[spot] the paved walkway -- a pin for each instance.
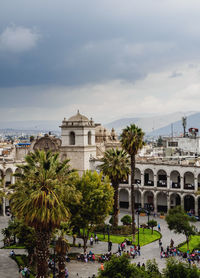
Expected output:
(8, 268)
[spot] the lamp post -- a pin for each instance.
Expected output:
(138, 228)
(54, 259)
(108, 231)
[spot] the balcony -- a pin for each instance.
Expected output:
(137, 181)
(189, 186)
(176, 185)
(149, 183)
(162, 183)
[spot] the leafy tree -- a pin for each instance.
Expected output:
(126, 220)
(179, 221)
(132, 142)
(152, 223)
(38, 199)
(159, 142)
(96, 203)
(115, 164)
(121, 267)
(177, 269)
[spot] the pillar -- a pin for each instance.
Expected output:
(142, 199)
(155, 202)
(182, 183)
(196, 205)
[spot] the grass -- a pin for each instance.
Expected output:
(145, 237)
(194, 243)
(22, 260)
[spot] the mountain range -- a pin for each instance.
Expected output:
(163, 125)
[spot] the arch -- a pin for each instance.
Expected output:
(124, 198)
(148, 177)
(175, 200)
(137, 199)
(137, 176)
(89, 138)
(72, 138)
(189, 181)
(161, 178)
(8, 176)
(175, 179)
(189, 204)
(161, 202)
(149, 200)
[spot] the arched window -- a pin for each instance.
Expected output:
(72, 138)
(89, 138)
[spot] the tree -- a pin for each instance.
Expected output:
(152, 223)
(177, 269)
(115, 164)
(126, 220)
(38, 199)
(97, 201)
(179, 221)
(121, 267)
(132, 142)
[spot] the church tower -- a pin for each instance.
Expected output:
(78, 141)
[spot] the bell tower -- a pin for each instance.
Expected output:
(78, 141)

- The task:
Word for word, quote the full listing, omitting every picture.

- Right answer:
[spot] the paved walkway -- a pin for each instance.
Expected output:
(8, 268)
[spot] the lamp post -- a pin for each instance.
Expected output:
(138, 228)
(54, 259)
(108, 231)
[spot] the balcony -- a pin for each instance.
Expected output:
(137, 181)
(189, 186)
(176, 185)
(149, 183)
(162, 183)
[spot] the leafy tree -- a pin for each instance.
Expected output:
(126, 220)
(179, 221)
(132, 142)
(152, 223)
(38, 199)
(159, 142)
(96, 203)
(115, 164)
(121, 267)
(177, 269)
[spot] the pillar -- a pin for each instance.
Expected output:
(142, 199)
(155, 202)
(182, 183)
(196, 205)
[spot] the grass -- a pin for each instance.
Expected output:
(145, 237)
(194, 243)
(22, 260)
[spot] the mountain range -- a pin for each instance.
Expected output:
(163, 125)
[spot] the arch -- a pin for each instance.
Expected output:
(124, 198)
(148, 177)
(175, 200)
(137, 199)
(137, 176)
(89, 138)
(72, 138)
(189, 181)
(161, 178)
(8, 176)
(175, 179)
(189, 204)
(161, 202)
(149, 200)
[spot] the arched window -- a pin for each instance.
Expected output:
(72, 138)
(89, 138)
[spot] the tree -- a pin for each instance.
Expected output:
(152, 223)
(177, 269)
(115, 164)
(126, 220)
(38, 199)
(97, 201)
(179, 221)
(121, 267)
(132, 142)
[spot] the church tower -- a pin for each instance.
Expected output:
(78, 141)
[spot] the bell tower -- a pin for each instance.
Expected output:
(78, 141)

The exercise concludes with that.